President Donald Trump’s increasingly brazen efforts to enrich himself via crypto ventures may be undoing the wider sector’s push for U.S. legislative progress.
Last week, both chambers of Congress appeared on track to approve bills governing stablecoins as well as a regulatory market structure for most other aspects of digital assets. And then they weren’t.
Late last week, the Senate circulated an updated version of its Guiding and Establishing National Innovation for U.S. Stablecoins (GENIUS) Act that claims to address lingering concerns held by some Democrats. A confident Senate majority leader, John Thune (R-SD), initiated a process that would expedite a procedural vote on GENIUS on Thursday, May 8.
But last Saturday, nine Senate Dems issued a statement saying the updated GENIUS still had “numerous issues that must be addressed, including adding stronger provisions on anti-money laundering, foreign issuers, national security, preserving the safety and soundness of our financial system, and accountability for those who don’t meet the act’s requirements.”
The Dems said GENIUS wouldn’t receive their votes until those issues were addressed. The news was doubly surprising given that four of the objecting Dems, including Sen. Ruben Gallego (D-AZ), voted in favor of GENIUS when it cleared the Senate Banking Committee in March.
GOP senators were said to have been blindsided by the Dems’ opposition. But Gallego tweeted Sunday that he and his colleagues had been “trying to negotiate with the Republicans for weeks” and the revised GENIUS “did not include other improvements we sought.” Since the revised bill was circulated without formal briefings, a defiant Gallego warned that Dems won’t let Republicans “jam” them on this vote.
The ’foreign issuers’ line in the Dems’ statement is a shot at Tether, the highly controversial issuer of the market-leading USDT stablecoin. Under the revised GENIUS, Tether could continue to operate in the U.S. for three years without all of the constraints imposed on domestic stablecoin issuers, so long as they comply with U.S. law enforcement requests now and then.
Senate minority leader Chuck Schumer (D-NY) reportedly used a caucus meeting to push colleagues to demand tighter restrictions on Tether before giving GENIUS their vote. Other Dems were said to want tighter restrictions on President Trump’s decision to enter the stablecoin arena (more on this below), which wasn’t public knowledge until after the Banking Committee approved GENIUS.
A bipartisan meeting was held on Tuesday between Schumer and GENIUS co-sponsor Sen. Cynthia Lummis (R-WY) to reach a consensus. Lummis said she “came away with the impression that [Dems] still truly do want to get something across the finish line.” Schumer was less enthusiastic, saying only that both parties “are talking to each other about the bill.”
While pro-crypto GOP senators appear confident that GENIUS will make it across the finish line, the Dems’ belated discovery of their own spines is definitely complicating this effort. GENIUS will require 60 ‘ayes’ to pass Thursday’s vote, seven more than the GOP’s current caucus, and word has it that three Republicans—including Rand Paul (R-KY) and John Kennedy (R-LA)—still aren’t committed to voting ‘yes.’
The GOP may be pressing forward despite the uncertainty, based on their belief that Dems will be seen as the obstacle preventing regulation of the digital assets sector. The theory is that the GOP (and deep-pocketed crypto influence-peddlers) could use this to target vulnerable Dems in the 2026 midterm elections.

• DIRECTIONS
1) Please copy everything from "GOP senators were" down to "now and then." in the GENIUS Act article, swapping "revised GENIUS" for "updated GENIUS".
2) Do these statements agree with the GENIUS Act article? Answer yes or no for each, quoting the words that decide it. (a) GENIUS needs 60 votes in favor to pass Thursday's vote. (b) Four of the objecting Democrats voted against GENIUS in the Senate Banking Committee. (c) Cynthia Lummis is a co-sponsor of GENIUS.
Rely only on the GENIUS Act article.

(Source records)
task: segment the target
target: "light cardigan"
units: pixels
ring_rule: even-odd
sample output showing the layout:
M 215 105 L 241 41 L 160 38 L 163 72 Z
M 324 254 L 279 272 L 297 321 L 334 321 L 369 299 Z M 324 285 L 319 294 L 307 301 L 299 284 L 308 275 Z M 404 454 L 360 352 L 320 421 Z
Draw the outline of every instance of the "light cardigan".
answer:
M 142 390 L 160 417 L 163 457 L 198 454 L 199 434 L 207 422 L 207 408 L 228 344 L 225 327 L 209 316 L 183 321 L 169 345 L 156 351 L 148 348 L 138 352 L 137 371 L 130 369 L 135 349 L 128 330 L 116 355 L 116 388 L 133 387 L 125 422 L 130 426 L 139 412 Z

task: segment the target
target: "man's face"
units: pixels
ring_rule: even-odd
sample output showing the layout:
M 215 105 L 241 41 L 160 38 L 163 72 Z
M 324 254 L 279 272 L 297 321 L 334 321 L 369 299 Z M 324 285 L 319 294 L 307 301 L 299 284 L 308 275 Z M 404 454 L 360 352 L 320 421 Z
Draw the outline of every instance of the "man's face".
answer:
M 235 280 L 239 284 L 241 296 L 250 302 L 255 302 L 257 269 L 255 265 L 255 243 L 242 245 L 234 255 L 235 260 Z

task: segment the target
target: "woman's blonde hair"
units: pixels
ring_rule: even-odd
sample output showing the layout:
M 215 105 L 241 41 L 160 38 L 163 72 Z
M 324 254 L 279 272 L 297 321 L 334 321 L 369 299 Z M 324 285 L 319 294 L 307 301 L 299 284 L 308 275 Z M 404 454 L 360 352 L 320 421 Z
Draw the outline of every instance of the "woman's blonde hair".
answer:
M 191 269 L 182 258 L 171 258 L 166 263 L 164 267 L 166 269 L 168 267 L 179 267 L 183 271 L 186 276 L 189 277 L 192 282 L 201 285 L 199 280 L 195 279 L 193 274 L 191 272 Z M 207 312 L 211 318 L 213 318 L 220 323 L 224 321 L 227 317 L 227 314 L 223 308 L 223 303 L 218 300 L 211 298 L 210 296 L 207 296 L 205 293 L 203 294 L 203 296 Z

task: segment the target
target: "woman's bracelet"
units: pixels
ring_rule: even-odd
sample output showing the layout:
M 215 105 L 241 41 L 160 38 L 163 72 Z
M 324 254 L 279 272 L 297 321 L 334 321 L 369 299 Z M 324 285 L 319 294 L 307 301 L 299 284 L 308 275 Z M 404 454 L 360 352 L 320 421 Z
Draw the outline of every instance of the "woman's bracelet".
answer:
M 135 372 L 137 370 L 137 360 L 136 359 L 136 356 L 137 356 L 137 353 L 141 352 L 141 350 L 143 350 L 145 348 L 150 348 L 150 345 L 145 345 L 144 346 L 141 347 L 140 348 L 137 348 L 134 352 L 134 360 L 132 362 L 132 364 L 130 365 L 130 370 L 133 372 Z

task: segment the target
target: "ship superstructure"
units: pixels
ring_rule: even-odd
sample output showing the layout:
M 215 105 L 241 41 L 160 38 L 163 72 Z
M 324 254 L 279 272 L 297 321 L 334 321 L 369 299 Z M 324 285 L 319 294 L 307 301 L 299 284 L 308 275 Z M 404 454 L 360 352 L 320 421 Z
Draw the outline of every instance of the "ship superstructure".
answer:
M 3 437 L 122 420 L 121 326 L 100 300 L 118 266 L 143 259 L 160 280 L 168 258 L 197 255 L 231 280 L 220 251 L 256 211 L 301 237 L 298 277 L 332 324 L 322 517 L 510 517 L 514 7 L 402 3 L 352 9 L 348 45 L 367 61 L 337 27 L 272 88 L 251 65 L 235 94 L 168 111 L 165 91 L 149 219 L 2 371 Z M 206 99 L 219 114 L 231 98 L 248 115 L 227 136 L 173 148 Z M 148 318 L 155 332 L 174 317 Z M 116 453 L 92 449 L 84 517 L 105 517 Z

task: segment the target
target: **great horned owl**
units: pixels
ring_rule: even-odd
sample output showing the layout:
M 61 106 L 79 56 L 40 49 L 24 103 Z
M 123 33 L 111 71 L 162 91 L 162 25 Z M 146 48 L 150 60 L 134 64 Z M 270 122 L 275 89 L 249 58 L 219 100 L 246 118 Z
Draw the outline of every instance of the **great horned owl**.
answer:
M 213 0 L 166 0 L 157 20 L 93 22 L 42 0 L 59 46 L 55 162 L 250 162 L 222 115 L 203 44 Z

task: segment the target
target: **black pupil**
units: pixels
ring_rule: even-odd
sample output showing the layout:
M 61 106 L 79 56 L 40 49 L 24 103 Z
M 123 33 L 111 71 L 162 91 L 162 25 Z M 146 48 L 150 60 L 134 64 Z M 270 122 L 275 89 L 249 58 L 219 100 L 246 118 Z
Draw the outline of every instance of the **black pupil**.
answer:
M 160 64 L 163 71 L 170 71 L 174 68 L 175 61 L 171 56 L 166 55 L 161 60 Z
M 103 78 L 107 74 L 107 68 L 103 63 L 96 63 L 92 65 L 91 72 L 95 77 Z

• FINAL RESULTS
1)
GOP senators were said to have been blindsided by the Dems’ opposition. But Gallego tweeted Sunday that he and his colleagues had been “trying to negotiate with the Republicans for weeks” and the updated GENIUS “did not include other improvements we sought.” Since the revised bill was circulated without formal briefings, a defiant Gallego warned that Dems won’t let Republicans “jam” them on this vote.
The ’foreign issuers’ line in the Dems’ statement is a shot at Tether, the highly controversial issuer of the market-leading USDT stablecoin. Under the updated GENIUS, Tether could continue to operate in the U.S. for three years without all of the constraints imposed on domestic stablecoin issuers, so long as they comply with U.S. law enforcement requests now and then.

2)
(a) Yes: "GENIUS will require 60 ‘ayes’ to pass Thursday’s vote"
(b) No: "four of the objecting Dems, including Sen. Ruben Gallego (D-AZ), voted in favor of GENIUS when it cleared the Senate Banking Committee in March"
(c) Yes: "GENIUS co-sponsor Sen. Cynthia Lummis (R-WY)"